** begin **

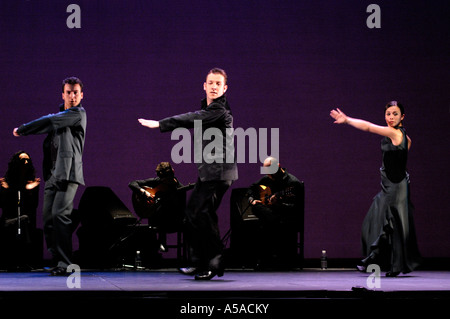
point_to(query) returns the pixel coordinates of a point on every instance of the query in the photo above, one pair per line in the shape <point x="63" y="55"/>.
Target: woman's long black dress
<point x="388" y="232"/>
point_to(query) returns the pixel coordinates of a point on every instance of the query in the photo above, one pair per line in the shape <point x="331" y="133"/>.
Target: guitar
<point x="146" y="206"/>
<point x="265" y="193"/>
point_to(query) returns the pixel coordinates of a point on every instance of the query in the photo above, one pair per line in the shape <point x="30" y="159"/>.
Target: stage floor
<point x="239" y="291"/>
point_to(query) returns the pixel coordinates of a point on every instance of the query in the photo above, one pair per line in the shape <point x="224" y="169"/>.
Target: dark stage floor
<point x="238" y="294"/>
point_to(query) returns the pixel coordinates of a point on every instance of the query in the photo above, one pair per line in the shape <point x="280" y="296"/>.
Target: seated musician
<point x="159" y="200"/>
<point x="275" y="199"/>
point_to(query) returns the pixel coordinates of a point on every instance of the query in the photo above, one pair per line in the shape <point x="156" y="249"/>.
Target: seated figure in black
<point x="19" y="198"/>
<point x="275" y="199"/>
<point x="160" y="200"/>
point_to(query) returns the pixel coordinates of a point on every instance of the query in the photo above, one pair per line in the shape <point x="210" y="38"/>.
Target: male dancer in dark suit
<point x="62" y="168"/>
<point x="216" y="172"/>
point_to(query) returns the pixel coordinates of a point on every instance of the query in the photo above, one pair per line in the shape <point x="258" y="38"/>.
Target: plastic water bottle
<point x="138" y="261"/>
<point x="323" y="260"/>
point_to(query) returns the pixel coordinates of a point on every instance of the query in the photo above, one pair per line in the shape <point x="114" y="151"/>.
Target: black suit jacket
<point x="220" y="164"/>
<point x="66" y="132"/>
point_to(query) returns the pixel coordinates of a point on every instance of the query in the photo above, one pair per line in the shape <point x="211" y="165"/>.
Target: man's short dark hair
<point x="219" y="71"/>
<point x="72" y="81"/>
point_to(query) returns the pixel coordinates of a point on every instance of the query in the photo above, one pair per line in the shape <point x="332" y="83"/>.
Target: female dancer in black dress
<point x="388" y="233"/>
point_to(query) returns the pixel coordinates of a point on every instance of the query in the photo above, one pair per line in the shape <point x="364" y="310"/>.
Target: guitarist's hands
<point x="149" y="123"/>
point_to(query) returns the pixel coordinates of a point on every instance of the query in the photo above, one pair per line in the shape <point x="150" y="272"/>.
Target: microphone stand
<point x="19" y="230"/>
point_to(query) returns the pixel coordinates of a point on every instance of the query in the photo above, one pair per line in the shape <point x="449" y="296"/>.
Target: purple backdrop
<point x="289" y="64"/>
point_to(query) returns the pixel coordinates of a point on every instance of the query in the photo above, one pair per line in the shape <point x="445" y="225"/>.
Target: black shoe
<point x="208" y="275"/>
<point x="59" y="271"/>
<point x="189" y="271"/>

** end **

Give every line back word for word and leave the pictures out.

**Full response**
point_to(query) returns the pixel coordinates of a point on every instance of the query in the photo above, one pair per line in the shape <point x="63" y="55"/>.
Target: woman's long black dress
<point x="388" y="232"/>
point_to(query) returns the pixel coordinates of a point on every instance of the query in the photo above, one pair per line in the shape <point x="331" y="133"/>.
Target: guitar
<point x="146" y="206"/>
<point x="265" y="193"/>
point_to(query) returns the pixel coordinates of a point on every instance of the query in the photo above, one pair per line in the shape <point x="30" y="159"/>.
Target: stage floor
<point x="239" y="291"/>
point_to(query) returns the pixel coordinates of a point on every instance of the query in the photo above, one pair per line in the shape <point x="224" y="169"/>.
Target: dark stage floor
<point x="238" y="294"/>
point_to(query) returns the pixel coordinates of a point on every instance of the query in the photo above, one pair per line in the shape <point x="280" y="296"/>.
Target: seated musician
<point x="159" y="200"/>
<point x="275" y="199"/>
point_to(query) returns the pixel coordinates of a point on every instance of the query in the photo above, one pair per line in the shape <point x="156" y="249"/>.
Target: seated figure in black
<point x="19" y="198"/>
<point x="275" y="199"/>
<point x="160" y="200"/>
point_to(query) returns the pixel coordinates of a point on every instance of the query in the photo above, one pair per line in the shape <point x="210" y="38"/>.
Target: male dancer in dark suit
<point x="62" y="168"/>
<point x="216" y="172"/>
point_to(query) returns the pixel coordinates of a point on every instance of the query in the photo above, one pair per line in the shape <point x="258" y="38"/>.
Target: plastic water bottle
<point x="138" y="261"/>
<point x="323" y="260"/>
point_to(query) returns the pixel coordinates of a point on every instance of the query in the photo above, one pair per line in the shape <point x="114" y="151"/>.
Target: black suit jacket
<point x="220" y="164"/>
<point x="66" y="132"/>
point_to(query) returns the pixel coordinates of a point on every instance of the query in the photo above, one pair per line in the shape <point x="211" y="165"/>.
Target: man's short dark hair
<point x="219" y="71"/>
<point x="72" y="81"/>
point_to(query) returns the pixel coordinates of a point on every instance of the query in the photo above, one pair per line in the shape <point x="332" y="83"/>.
Target: female dancer in black dress
<point x="388" y="233"/>
point_to(query) returns the pixel coordinates of a point on every instance of the query in the photo above, one pair per line in the shape <point x="364" y="310"/>.
Target: guitarist's hands
<point x="149" y="123"/>
point_to(query) returns the pixel coordinates of a point on every instance of the query in the photo above, one pair per line in the shape <point x="150" y="272"/>.
Target: microphone stand
<point x="19" y="230"/>
point_to(query) returns the pixel coordinates of a point on every instance of the query in the photo above, one pair per line in the shape <point x="449" y="296"/>.
Target: purple backdrop
<point x="289" y="64"/>
point_to(query) returns the pixel coordinates of a point on every instance of the query in the photo above, one pair per line in the shape <point x="445" y="225"/>.
Target: black shoe
<point x="208" y="275"/>
<point x="59" y="271"/>
<point x="189" y="271"/>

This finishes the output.